TO DO
Reproduce the data below, substituting "place a point on" for every occurrence of "drop a dot on" and leaving everything else unchanged.

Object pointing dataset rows
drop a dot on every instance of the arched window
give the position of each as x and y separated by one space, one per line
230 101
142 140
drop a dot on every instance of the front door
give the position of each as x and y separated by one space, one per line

RESULT FOR THIS EXERCISE
place a point on every instance of the arched window
give the position of each as x and y separated by one space, one per line
230 101
142 140
place a point on every instance of the front door
give the position of each as x and y separated by one space, one per line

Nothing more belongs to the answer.